Retype every entry exactly, down to the last character.
Content starts
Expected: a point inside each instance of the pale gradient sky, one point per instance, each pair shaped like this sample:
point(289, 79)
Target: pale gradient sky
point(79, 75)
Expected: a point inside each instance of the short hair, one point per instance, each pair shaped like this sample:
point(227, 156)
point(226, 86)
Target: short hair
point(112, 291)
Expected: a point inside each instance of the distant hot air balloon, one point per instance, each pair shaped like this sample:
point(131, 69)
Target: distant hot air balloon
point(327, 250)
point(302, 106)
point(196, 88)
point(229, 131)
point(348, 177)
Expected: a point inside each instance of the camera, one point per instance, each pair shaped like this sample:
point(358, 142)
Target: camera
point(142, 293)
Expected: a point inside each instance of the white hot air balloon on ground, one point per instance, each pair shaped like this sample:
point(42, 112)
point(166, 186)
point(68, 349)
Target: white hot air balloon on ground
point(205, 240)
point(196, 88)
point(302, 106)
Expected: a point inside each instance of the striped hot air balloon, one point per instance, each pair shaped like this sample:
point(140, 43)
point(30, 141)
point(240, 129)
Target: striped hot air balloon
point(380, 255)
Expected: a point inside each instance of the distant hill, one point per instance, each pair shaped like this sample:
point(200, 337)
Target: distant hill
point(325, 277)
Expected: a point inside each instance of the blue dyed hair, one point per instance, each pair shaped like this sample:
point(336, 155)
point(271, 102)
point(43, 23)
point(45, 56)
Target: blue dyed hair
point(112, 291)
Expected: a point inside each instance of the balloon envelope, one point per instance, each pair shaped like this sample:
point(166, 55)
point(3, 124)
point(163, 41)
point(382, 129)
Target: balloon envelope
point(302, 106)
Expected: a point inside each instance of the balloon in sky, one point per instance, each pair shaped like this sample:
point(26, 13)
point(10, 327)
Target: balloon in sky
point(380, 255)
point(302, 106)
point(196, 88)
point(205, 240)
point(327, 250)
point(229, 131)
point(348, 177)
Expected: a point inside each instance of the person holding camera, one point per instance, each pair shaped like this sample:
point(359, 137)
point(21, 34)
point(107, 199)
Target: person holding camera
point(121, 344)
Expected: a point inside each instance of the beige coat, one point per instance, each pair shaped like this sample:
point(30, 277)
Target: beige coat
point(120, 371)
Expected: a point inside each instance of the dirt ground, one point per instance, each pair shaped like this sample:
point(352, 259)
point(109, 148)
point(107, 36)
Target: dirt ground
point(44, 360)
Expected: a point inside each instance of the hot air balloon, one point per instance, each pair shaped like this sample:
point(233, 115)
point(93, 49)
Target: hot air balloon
Content ends
■ **THE COMPLETED TASK**:
Expected: a point inside each instance of the pale gradient sky, one point per instance, each pair shaped like this sample:
point(289, 79)
Target: pale gradient sky
point(79, 75)
Expected: a point inside each instance of the short hair, one point per instance, each pair shaped like this sample:
point(227, 156)
point(226, 86)
Target: short hair
point(112, 291)
Expected: a point inside each instance of the distant hot air balloon, one point per instance, each pair shaped like this sample:
point(131, 69)
Target: distant hot air balloon
point(327, 250)
point(302, 106)
point(196, 88)
point(229, 131)
point(348, 177)
Expected: a point inside each instance of the camera, one point per instance, each pair shaped like this sample:
point(358, 142)
Target: camera
point(142, 293)
Expected: a point inside each instance of the white hot air balloon on ground, one point per instance, each pair shaped like this sample:
point(42, 112)
point(166, 186)
point(68, 349)
Target: white hot air balloon on ground
point(205, 240)
point(196, 88)
point(302, 106)
Expected: a point inside each instance of the striped hot air balloon, one point per instance, each pair shaped like this sample:
point(140, 43)
point(30, 141)
point(240, 129)
Target: striped hot air balloon
point(380, 255)
Expected: a point inside each instance of the distant hill, one point per instance, each pair shaped like this sample:
point(200, 337)
Target: distant hill
point(325, 277)
Expected: a point inside each instance of the blue dyed hair, one point per instance, each pair shaped like this sample:
point(336, 155)
point(271, 102)
point(43, 23)
point(45, 56)
Target: blue dyed hair
point(112, 291)
Expected: a point inside each instance of the balloon envelope, one point per instance, each pair shaped like this sample:
point(166, 55)
point(3, 124)
point(163, 41)
point(382, 129)
Target: balloon envelope
point(302, 106)
Expected: a point inside each instance of the balloon in sky, one point per instance, each pair shaped like this sample:
point(26, 13)
point(10, 327)
Target: balloon in sky
point(380, 255)
point(302, 106)
point(196, 88)
point(205, 240)
point(327, 250)
point(229, 131)
point(348, 177)
Expected: a point inside each instance of the person holding camera, one point per instance, each pair shaped like this sample:
point(359, 137)
point(21, 34)
point(107, 199)
Target: person holding camera
point(121, 344)
Expected: a point inside each instance of the beige coat, one point per instance, each pair shaped like this sample:
point(30, 277)
Target: beige coat
point(120, 371)
Expected: a point inside each instance of the dirt ground, one point per instance, each pair shaped like this sample:
point(352, 259)
point(109, 148)
point(107, 36)
Target: dirt ground
point(44, 360)
Expected: a point inside each instance of the hot air balloon, one point per instance, each pair shaped like this sample:
point(233, 115)
point(93, 49)
Target: hot air balloon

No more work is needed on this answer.